Dataset entries =>
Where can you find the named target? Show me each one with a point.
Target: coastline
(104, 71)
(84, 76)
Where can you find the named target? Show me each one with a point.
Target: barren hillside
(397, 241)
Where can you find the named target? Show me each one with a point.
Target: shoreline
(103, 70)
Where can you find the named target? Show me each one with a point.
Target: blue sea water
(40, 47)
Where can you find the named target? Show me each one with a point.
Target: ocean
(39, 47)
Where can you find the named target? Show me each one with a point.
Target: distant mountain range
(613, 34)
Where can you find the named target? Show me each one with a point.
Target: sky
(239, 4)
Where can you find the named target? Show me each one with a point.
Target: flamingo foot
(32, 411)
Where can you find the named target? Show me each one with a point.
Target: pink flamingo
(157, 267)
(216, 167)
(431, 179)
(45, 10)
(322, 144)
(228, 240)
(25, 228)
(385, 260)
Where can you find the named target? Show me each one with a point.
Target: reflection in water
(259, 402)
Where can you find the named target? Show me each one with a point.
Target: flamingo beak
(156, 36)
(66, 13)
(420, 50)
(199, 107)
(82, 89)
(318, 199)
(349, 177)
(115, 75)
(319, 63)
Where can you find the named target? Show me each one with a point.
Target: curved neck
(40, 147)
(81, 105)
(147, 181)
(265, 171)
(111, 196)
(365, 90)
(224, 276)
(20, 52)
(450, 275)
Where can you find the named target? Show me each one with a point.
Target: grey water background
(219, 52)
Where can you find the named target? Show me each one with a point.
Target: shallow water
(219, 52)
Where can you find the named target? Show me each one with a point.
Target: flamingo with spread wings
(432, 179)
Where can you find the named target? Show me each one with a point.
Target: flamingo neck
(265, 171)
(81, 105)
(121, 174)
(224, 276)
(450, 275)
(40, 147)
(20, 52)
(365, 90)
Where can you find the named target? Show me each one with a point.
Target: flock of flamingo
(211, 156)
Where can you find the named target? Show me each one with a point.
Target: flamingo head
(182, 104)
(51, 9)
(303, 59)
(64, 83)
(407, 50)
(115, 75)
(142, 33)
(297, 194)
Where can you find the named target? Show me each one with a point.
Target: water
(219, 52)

What this task involves =>
Exactly as written, give the line containing "Target: ocean" and all remaining lines of the records.

Task solution =>
Target: ocean
(39, 47)
Where can you find the named target? Show me each one with a point.
Target: distant mountain range
(613, 34)
Where can you find the named target? Show me each one with a point.
Target: sky
(239, 4)
Where can you find the named target? Show me each one with a point.
Target: flamingo foot
(32, 411)
Where can you find the named target? Show me each one with a point.
Target: pink flamingo
(157, 267)
(216, 167)
(431, 179)
(45, 10)
(322, 144)
(228, 240)
(25, 228)
(385, 260)
Where can you find the named target? Show me each one with a point.
Target: reflection in water
(259, 402)
Where can you find the named target? Show me each one with a point.
Target: flamingo beak
(156, 36)
(66, 13)
(420, 50)
(199, 107)
(82, 89)
(318, 199)
(349, 177)
(115, 75)
(319, 63)
Where can you find the named target? Show me each one with a point.
Target: curved neck
(40, 147)
(81, 105)
(147, 181)
(265, 171)
(111, 196)
(365, 90)
(224, 276)
(20, 52)
(450, 275)
Where can you find the named target? Show me each one with a point.
Target: grey water background
(219, 52)
Where can you find the named target? Show me each one with a point.
Target: shallow water
(219, 52)
Where can you find the named target? Show me each one with a point.
Target: flamingo with spread wings
(432, 179)
Where can you find the named target? Show me each one with a point.
Target: flamingo neck
(265, 171)
(81, 105)
(121, 174)
(224, 276)
(450, 275)
(40, 147)
(20, 52)
(365, 90)
Where can you find the named target? Show me each one with a point.
Target: flock of flamingo
(211, 156)
Where can you find the named target? Show me each one with a point.
Target: flamingo head
(182, 104)
(51, 9)
(303, 59)
(64, 83)
(407, 50)
(115, 75)
(142, 33)
(297, 194)
Where can you find the named target? Show me each one with a point.
Target: water
(219, 52)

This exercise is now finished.